▸ SHORT EXERCISE
Please show, copied in full, each line in the items below that contains the word "leaf".

───── RECORD EXTRACTS ─────

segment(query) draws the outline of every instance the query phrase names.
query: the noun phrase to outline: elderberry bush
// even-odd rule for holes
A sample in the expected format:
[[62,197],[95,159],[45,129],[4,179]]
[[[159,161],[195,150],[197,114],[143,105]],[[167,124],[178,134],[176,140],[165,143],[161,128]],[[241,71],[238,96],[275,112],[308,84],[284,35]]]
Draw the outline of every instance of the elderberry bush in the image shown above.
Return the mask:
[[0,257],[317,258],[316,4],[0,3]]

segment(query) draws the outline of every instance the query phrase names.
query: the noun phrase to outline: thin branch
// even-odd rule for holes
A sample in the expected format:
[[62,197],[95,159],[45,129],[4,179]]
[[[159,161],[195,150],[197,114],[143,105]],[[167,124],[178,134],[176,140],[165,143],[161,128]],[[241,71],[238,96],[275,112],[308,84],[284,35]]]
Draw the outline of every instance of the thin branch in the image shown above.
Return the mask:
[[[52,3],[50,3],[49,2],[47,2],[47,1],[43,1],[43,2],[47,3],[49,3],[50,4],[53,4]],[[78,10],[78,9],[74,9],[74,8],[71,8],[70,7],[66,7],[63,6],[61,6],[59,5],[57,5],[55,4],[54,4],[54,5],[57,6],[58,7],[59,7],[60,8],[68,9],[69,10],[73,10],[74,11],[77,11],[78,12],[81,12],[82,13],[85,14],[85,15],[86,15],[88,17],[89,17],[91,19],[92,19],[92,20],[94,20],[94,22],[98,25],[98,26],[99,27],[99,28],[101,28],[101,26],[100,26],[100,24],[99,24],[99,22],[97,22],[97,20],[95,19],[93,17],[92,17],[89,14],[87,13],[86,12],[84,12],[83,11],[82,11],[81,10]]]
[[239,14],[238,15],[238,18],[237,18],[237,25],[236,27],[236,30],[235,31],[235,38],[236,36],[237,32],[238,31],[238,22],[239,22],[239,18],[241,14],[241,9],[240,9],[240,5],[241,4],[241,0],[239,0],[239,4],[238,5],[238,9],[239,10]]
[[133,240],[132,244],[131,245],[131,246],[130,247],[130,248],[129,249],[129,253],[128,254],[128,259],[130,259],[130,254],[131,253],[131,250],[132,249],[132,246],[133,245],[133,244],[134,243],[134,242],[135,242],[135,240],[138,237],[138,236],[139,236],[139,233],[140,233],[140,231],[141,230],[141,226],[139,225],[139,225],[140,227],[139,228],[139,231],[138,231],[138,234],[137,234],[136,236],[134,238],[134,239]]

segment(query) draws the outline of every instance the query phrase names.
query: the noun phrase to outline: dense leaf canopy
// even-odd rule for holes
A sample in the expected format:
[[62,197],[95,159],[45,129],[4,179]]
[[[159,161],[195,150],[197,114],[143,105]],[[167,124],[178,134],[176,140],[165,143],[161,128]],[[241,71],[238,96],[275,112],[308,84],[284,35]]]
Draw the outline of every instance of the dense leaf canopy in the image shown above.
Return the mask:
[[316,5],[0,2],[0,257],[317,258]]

─────

▸ WRITTEN RESPONSE
query: the noun phrase to outline: dense leaf canopy
Draw the outline of every instance of the dense leaf canopy in the image shown above.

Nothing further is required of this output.